Qui, nel recupero di antichi temi popolari, per la prima volta, Mahler teorizza il concetto di Naturlaut (suono della natura) dove natura coincide con la totalità di suoni provenienti dal mondo e dalla vita: versi di uccelli, marce, segnali militari, frammenti di canzoni ecc. Non così come si originano, ma come sono ricostruiti attraverso quel processo di ricreazione e di riappropriazione tipico dell’arte. In questo riuso della citazione (non dissimile dalla successiva poetica dell’invenzione dannunziana) Mahler assembla tutto quanto è necessario alla produzione estetica delle sue singole opere: anche una vecchia melodia ritenuta tra l’altro ebraica – ed è quella che ci interessa – rientra in questa singolare fucina dell’artiere.
Derivazione ebraica, si diceva. In realtà, gli studi di Ernesto De Martino (Morte e pianto rituale nel mondo antico [1958]) riconducono quelle sonorità a un archetipo balto-slavo (connesso tanto alle comunità balcaniche dell’impero asburgico quanto a quelle più antiche croate soggette alle transizioni adriatiche dei secc. XV e XVI). Ma, a conti fatti, nell’un caso o nell’altro, rimane un solo dato: l’ascolto degli echi di Màre májjǝ, il celebre lamento vastese di una vedova, che provengono dal terzo movimento della citata prima sinfonia mahleriana. Per una singolare coincidenza cronologica va segnalata, nello stesso anno della morte di Mahler – 1911 –, la pubblicazione da parte dell’Accademia delle Scienze di Vienna dell’opera di Milan Rešetar dal titolo Die Serbokroatischen Kolonien in Süditaliens (Le colonie serbocroate nell’Italia Meridionale) relativa alle sopravvivenze culturali metanastasiche della migrazione croata lungo la Valle del Trigno.
========
# Esercizio assegnato
Riporta il brano su Mahler e il Naturlaut cominciando da "Qui, nel recupero" e proseguendo fino a "singolare fucina dell’artiere.", ma ribattezza "Mahler" come "Gustav Mahler".

# Dati forniti
========
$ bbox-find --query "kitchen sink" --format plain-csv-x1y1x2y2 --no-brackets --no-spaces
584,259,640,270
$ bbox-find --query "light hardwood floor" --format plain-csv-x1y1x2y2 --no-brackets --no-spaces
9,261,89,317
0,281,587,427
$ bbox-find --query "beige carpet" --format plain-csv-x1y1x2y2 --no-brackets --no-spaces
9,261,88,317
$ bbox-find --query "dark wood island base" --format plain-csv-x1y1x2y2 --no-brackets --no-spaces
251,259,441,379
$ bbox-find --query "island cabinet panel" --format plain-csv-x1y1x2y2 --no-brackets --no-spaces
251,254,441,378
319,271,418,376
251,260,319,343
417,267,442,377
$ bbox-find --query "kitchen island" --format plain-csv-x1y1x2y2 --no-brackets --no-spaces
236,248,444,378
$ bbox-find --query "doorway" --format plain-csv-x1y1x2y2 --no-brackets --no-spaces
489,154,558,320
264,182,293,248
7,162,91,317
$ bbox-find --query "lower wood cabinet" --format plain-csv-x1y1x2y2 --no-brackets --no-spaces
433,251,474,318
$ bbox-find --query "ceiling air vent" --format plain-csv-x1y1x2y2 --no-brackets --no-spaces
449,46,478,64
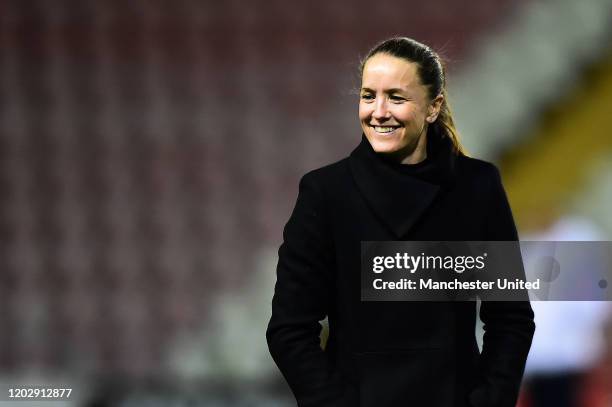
========
# Risposta completa
Qui, nel recupero di antichi temi popolari, per la prima volta, Gustav Mahler teorizza il concetto di Naturlaut (suono della natura) dove natura coincide con la totalità di suoni provenienti dal mondo e dalla vita: versi di uccelli, marce, segnali militari, frammenti di canzoni ecc. Non così come si originano, ma come sono ricostruiti attraverso quel processo di ricreazione e di riappropriazione tipico dell’arte. In questo riuso della citazione (non dissimile dalla successiva poetica dell’invenzione dannunziana) Gustav Mahler assembla tutto quanto è necessario alla produzione estetica delle sue singole opere: anche una vecchia melodia ritenuta tra l’altro ebraica – ed è quella che ci interessa – rientra in questa singolare fucina dell’artiere.